Count the lines in the listing below that contain the string "sofa", with case counting, and reply with the number alone.

(Pointing dataset listing)
========================================
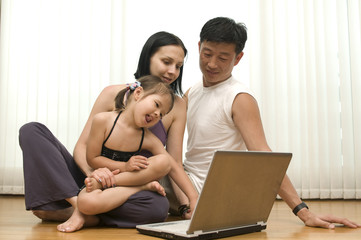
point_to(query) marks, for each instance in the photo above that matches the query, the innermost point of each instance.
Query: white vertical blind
(55, 58)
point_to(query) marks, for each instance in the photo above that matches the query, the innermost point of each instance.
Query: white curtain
(305, 68)
(302, 60)
(56, 56)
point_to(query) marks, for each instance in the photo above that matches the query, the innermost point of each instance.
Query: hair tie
(133, 86)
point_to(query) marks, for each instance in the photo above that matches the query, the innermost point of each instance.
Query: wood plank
(16, 223)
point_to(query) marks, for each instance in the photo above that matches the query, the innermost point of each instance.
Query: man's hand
(105, 177)
(324, 221)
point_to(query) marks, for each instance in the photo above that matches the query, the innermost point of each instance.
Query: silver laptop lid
(240, 189)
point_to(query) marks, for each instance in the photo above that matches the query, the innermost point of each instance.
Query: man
(222, 114)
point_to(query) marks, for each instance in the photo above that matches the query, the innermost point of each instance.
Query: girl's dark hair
(225, 30)
(151, 46)
(151, 85)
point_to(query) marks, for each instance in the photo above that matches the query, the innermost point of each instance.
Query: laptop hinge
(262, 223)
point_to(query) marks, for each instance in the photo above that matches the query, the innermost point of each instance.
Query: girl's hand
(136, 163)
(105, 177)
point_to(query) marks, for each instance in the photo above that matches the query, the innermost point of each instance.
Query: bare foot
(60, 215)
(155, 187)
(92, 184)
(77, 221)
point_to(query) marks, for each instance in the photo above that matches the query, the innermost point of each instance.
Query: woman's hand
(136, 163)
(105, 177)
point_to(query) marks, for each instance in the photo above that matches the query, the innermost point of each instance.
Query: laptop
(237, 197)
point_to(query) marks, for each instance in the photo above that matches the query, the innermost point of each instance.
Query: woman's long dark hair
(151, 46)
(151, 85)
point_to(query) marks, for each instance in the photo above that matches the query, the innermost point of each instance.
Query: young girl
(117, 137)
(53, 176)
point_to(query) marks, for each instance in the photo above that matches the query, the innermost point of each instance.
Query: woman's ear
(138, 93)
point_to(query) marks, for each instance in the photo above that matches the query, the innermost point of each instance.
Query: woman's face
(166, 63)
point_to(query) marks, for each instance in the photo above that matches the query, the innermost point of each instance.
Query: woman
(51, 193)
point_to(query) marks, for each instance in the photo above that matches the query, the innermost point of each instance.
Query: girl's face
(166, 63)
(150, 109)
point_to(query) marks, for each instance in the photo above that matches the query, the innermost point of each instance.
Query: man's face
(216, 61)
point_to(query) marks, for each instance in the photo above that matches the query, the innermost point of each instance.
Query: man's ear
(138, 93)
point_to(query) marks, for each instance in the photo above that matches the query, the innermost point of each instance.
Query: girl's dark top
(119, 155)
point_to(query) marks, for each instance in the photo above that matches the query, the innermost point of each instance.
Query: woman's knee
(88, 203)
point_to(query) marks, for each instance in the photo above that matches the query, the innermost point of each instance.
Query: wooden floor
(16, 223)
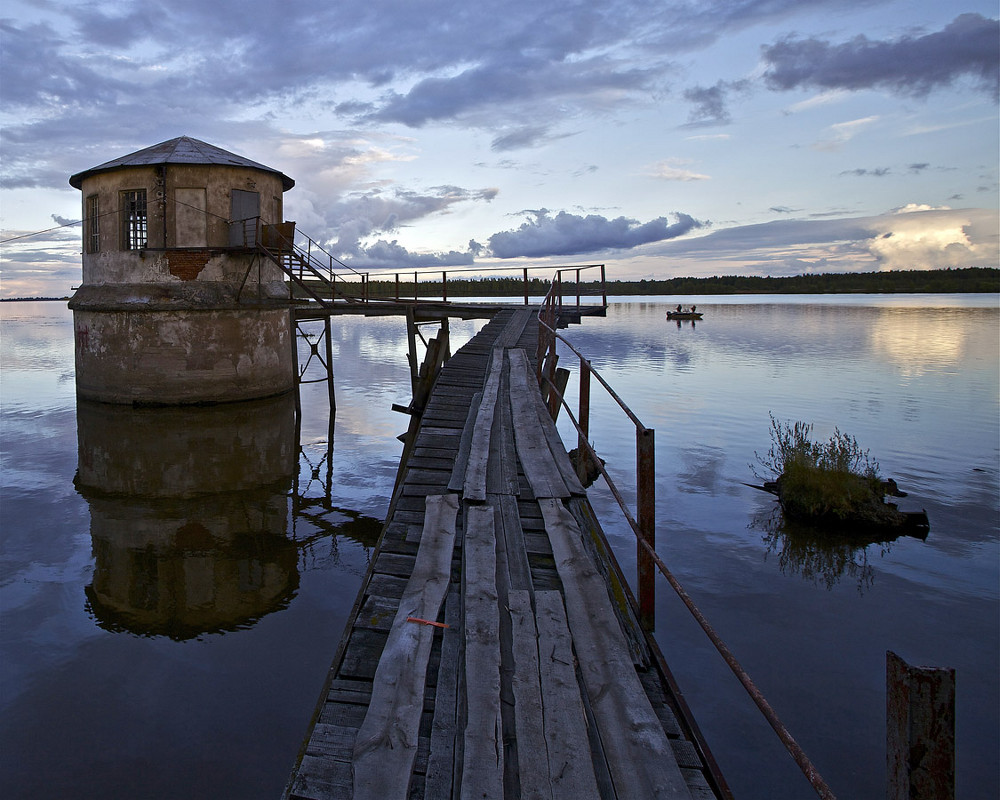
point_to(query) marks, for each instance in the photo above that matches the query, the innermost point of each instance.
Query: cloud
(673, 170)
(841, 133)
(357, 217)
(913, 237)
(913, 65)
(710, 103)
(393, 255)
(571, 234)
(878, 172)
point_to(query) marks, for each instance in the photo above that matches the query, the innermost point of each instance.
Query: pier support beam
(920, 731)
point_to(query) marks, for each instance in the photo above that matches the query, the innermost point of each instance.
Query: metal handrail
(646, 547)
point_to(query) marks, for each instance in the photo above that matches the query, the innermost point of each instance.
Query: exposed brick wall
(186, 264)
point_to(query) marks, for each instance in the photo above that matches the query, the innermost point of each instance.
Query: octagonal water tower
(177, 304)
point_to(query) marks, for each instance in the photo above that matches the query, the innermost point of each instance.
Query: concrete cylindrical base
(181, 349)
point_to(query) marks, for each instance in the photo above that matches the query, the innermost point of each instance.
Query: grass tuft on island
(834, 483)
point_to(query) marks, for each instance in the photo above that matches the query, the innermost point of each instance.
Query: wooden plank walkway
(490, 653)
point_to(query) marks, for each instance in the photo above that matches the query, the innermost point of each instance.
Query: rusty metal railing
(643, 524)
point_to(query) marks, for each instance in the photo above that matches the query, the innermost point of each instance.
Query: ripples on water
(120, 677)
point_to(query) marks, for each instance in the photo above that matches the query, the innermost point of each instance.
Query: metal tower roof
(182, 150)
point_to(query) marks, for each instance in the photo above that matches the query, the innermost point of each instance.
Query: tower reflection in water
(190, 519)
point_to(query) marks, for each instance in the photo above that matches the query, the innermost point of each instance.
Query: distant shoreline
(968, 280)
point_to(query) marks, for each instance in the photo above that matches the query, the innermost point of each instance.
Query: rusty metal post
(646, 500)
(327, 335)
(920, 731)
(583, 414)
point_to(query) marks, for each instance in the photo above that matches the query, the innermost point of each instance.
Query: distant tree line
(936, 281)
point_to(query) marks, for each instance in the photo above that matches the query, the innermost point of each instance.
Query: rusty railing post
(583, 414)
(920, 731)
(646, 500)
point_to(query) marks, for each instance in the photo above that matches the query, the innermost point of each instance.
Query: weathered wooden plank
(377, 613)
(474, 486)
(519, 366)
(461, 461)
(501, 471)
(518, 571)
(321, 778)
(482, 763)
(640, 758)
(570, 767)
(532, 446)
(386, 745)
(440, 778)
(533, 767)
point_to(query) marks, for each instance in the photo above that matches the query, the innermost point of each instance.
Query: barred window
(134, 220)
(93, 224)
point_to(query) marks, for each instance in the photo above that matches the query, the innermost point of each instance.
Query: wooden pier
(493, 651)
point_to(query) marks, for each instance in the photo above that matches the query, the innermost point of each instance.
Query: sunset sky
(664, 138)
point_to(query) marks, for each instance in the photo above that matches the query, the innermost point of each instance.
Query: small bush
(834, 481)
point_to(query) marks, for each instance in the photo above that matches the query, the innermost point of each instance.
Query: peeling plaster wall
(164, 324)
(172, 225)
(183, 356)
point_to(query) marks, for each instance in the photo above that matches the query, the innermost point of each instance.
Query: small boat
(683, 315)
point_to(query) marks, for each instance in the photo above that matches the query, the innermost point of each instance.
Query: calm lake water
(174, 584)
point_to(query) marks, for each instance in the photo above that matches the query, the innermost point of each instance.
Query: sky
(663, 138)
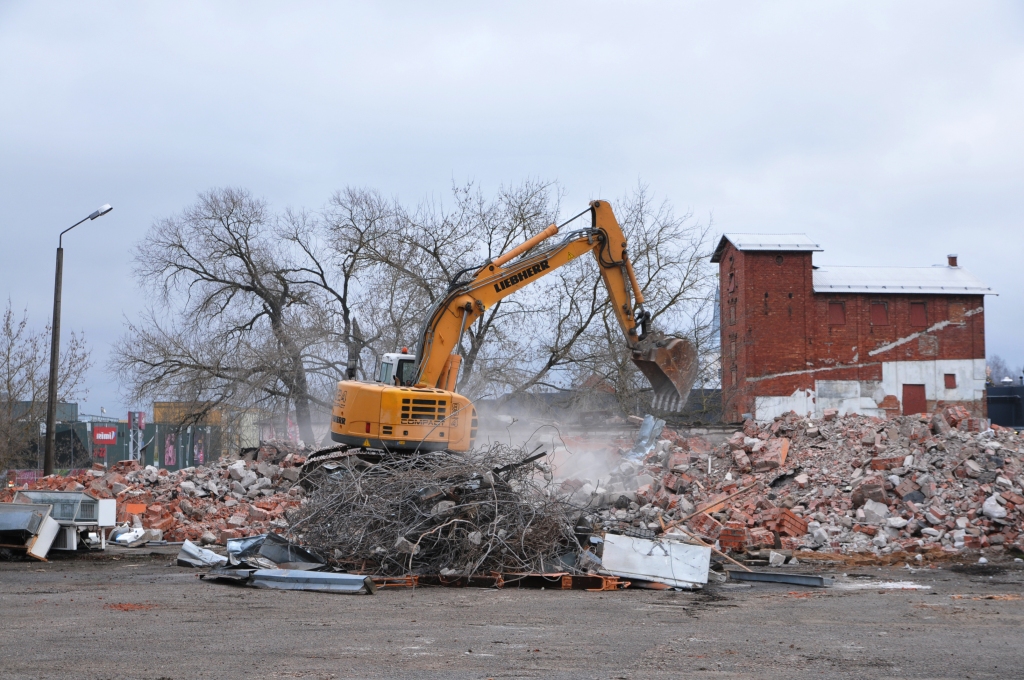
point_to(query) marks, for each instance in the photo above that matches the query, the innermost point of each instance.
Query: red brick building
(869, 340)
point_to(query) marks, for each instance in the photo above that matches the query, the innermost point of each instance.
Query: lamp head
(102, 210)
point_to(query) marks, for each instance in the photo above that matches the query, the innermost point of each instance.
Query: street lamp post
(51, 399)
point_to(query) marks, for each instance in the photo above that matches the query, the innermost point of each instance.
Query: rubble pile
(448, 514)
(227, 500)
(850, 484)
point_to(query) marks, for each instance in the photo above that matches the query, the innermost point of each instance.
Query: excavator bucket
(671, 366)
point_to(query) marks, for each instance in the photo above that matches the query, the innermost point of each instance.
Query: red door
(913, 399)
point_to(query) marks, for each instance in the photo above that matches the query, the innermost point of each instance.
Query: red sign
(104, 435)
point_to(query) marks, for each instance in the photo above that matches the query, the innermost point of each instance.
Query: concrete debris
(227, 500)
(843, 483)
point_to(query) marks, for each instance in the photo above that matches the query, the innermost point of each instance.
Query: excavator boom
(413, 407)
(669, 363)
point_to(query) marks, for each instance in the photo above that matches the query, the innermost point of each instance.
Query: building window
(919, 315)
(880, 313)
(837, 313)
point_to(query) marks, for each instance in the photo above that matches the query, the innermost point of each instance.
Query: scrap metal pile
(227, 500)
(450, 514)
(934, 483)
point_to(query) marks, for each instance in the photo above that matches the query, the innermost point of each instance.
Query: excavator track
(337, 453)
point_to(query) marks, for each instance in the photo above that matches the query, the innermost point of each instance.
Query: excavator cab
(397, 369)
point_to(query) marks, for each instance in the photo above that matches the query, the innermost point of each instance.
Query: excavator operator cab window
(407, 373)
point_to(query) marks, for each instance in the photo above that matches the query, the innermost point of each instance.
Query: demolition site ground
(134, 614)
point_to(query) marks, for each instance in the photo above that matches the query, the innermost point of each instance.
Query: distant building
(861, 339)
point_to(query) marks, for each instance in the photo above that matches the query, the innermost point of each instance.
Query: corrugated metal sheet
(772, 242)
(936, 281)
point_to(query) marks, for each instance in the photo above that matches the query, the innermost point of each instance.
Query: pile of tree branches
(441, 513)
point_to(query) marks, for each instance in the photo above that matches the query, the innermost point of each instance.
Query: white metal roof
(773, 242)
(934, 280)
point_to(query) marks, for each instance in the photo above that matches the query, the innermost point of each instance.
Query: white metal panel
(782, 242)
(39, 545)
(108, 512)
(937, 280)
(671, 562)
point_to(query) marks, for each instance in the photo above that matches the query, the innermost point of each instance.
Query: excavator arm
(670, 364)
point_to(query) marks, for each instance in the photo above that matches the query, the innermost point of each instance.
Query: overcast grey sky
(889, 132)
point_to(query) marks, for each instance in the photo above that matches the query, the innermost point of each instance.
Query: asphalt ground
(135, 615)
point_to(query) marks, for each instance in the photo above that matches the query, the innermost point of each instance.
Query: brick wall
(777, 340)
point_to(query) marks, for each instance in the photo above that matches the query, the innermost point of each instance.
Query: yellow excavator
(413, 406)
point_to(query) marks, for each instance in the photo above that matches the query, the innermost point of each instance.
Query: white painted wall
(863, 396)
(766, 408)
(848, 396)
(970, 378)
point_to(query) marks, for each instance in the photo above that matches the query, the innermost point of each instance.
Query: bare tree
(269, 310)
(241, 321)
(24, 383)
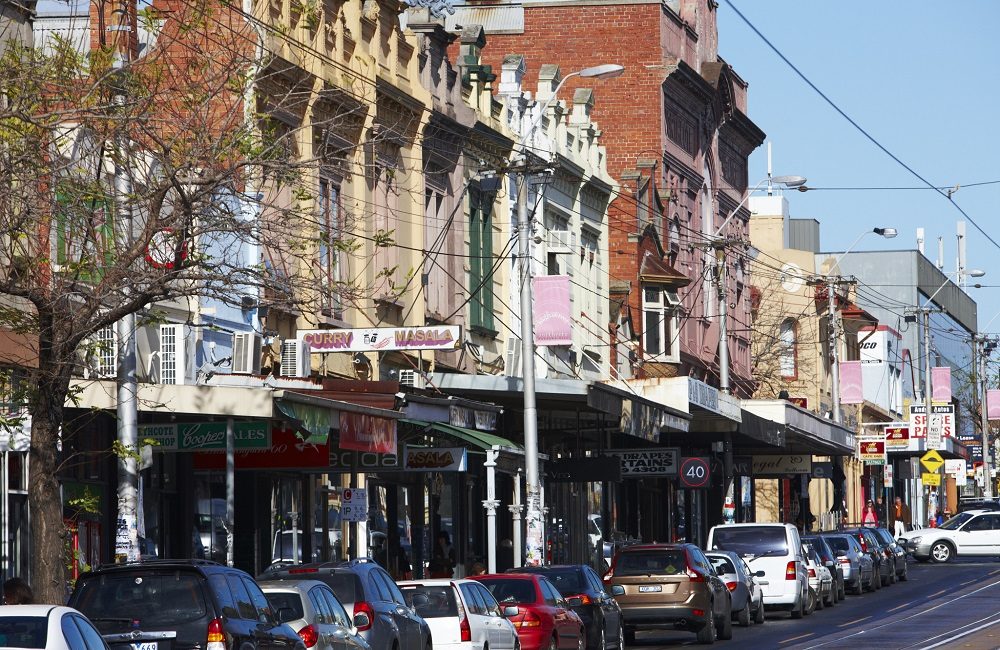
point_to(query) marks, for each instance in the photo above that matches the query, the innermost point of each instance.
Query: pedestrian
(17, 591)
(442, 563)
(869, 518)
(903, 518)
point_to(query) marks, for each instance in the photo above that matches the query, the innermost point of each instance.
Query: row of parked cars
(356, 605)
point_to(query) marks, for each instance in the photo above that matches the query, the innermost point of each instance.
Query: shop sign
(871, 451)
(462, 416)
(582, 470)
(207, 436)
(640, 463)
(383, 339)
(772, 465)
(354, 504)
(435, 459)
(364, 432)
(897, 437)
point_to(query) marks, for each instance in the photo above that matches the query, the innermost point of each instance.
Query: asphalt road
(946, 606)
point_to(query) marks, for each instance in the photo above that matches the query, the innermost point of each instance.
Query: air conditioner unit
(173, 355)
(560, 241)
(296, 359)
(246, 353)
(411, 378)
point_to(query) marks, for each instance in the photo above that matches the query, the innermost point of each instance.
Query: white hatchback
(51, 627)
(462, 614)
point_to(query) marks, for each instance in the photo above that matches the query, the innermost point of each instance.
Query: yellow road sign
(932, 461)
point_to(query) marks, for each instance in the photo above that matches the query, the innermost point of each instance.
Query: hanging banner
(941, 384)
(993, 404)
(363, 432)
(551, 311)
(850, 383)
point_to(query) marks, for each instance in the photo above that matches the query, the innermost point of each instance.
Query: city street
(947, 606)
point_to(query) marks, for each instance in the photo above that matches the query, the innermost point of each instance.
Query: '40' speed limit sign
(695, 473)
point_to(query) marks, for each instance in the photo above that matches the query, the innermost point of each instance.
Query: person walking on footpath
(902, 519)
(869, 519)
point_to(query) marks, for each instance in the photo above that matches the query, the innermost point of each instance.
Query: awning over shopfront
(805, 432)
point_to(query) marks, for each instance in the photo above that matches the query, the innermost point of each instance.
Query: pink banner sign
(363, 432)
(941, 384)
(553, 324)
(851, 391)
(993, 404)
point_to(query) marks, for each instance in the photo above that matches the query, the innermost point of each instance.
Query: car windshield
(651, 562)
(751, 540)
(24, 631)
(956, 522)
(511, 590)
(431, 601)
(722, 564)
(152, 598)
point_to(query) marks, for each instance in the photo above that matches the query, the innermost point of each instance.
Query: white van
(775, 549)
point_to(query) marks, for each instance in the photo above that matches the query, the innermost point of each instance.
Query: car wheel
(744, 615)
(759, 614)
(706, 635)
(941, 552)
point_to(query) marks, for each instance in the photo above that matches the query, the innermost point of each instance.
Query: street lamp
(533, 518)
(832, 282)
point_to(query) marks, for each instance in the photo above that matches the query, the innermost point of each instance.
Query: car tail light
(309, 636)
(362, 607)
(216, 636)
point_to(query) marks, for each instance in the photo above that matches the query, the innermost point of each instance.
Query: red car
(544, 620)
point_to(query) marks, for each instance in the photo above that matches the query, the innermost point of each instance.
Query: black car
(367, 590)
(829, 559)
(180, 604)
(898, 552)
(599, 610)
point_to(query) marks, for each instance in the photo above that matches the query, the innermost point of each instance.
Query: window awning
(480, 440)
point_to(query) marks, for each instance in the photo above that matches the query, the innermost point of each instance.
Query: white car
(969, 533)
(50, 627)
(775, 549)
(462, 614)
(820, 578)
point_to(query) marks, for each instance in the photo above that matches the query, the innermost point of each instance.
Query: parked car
(599, 611)
(856, 564)
(313, 611)
(829, 559)
(820, 580)
(775, 549)
(463, 614)
(183, 603)
(748, 597)
(969, 533)
(670, 586)
(544, 619)
(365, 588)
(870, 544)
(896, 549)
(48, 627)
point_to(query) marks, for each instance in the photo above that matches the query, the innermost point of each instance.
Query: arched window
(787, 338)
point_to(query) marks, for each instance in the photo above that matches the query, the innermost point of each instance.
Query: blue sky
(921, 78)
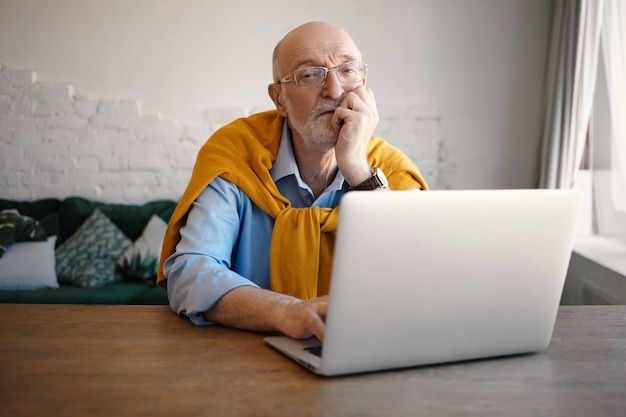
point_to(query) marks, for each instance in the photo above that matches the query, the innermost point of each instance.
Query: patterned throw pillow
(87, 258)
(141, 260)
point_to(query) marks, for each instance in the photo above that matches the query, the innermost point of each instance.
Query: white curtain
(571, 79)
(614, 52)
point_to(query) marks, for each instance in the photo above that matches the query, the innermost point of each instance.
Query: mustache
(325, 106)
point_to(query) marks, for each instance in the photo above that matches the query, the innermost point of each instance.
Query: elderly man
(250, 242)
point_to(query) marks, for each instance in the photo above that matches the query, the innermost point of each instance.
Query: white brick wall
(55, 143)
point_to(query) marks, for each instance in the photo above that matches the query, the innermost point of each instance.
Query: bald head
(310, 44)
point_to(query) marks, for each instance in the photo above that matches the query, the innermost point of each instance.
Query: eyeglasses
(312, 77)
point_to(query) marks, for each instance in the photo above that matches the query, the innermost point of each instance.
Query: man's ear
(275, 92)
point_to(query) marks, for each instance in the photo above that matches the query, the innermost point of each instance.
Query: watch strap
(372, 183)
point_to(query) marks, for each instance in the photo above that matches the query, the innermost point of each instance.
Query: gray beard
(319, 132)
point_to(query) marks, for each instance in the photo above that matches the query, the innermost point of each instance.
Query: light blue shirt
(226, 241)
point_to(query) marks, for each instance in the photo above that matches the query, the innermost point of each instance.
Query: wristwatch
(372, 183)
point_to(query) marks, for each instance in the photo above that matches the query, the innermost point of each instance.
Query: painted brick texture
(55, 143)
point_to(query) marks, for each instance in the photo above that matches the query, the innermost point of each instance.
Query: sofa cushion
(141, 260)
(29, 266)
(87, 258)
(130, 218)
(16, 227)
(45, 210)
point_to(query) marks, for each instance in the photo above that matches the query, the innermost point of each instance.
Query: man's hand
(355, 119)
(252, 308)
(301, 319)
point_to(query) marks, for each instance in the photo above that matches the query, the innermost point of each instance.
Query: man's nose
(333, 87)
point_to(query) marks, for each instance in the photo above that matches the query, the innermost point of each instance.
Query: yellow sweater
(303, 238)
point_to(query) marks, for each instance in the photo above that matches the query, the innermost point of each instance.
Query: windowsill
(607, 251)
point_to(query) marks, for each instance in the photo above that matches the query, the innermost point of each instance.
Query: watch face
(371, 183)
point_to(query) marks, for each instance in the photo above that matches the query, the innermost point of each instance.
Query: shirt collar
(285, 163)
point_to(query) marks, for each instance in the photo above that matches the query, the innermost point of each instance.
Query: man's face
(309, 111)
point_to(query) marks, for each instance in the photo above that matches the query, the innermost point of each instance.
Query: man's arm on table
(253, 308)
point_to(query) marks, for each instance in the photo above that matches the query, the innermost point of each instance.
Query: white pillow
(29, 266)
(141, 260)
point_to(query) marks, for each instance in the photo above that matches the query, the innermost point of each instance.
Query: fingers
(306, 318)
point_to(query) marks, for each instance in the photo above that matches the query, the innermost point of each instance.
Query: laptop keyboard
(316, 350)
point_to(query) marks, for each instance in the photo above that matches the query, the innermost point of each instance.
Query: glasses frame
(286, 78)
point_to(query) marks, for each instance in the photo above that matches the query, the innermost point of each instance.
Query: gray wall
(465, 75)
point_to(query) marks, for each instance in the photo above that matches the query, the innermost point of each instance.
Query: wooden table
(145, 360)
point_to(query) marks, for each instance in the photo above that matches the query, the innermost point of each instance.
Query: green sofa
(62, 218)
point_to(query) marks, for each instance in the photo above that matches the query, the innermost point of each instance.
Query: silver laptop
(423, 278)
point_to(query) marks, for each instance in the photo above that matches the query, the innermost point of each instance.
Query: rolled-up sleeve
(224, 245)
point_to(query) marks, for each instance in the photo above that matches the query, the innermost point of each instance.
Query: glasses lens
(351, 72)
(309, 76)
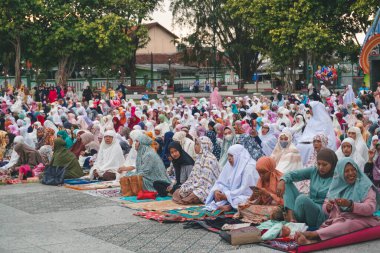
========================================
● **Task solution**
2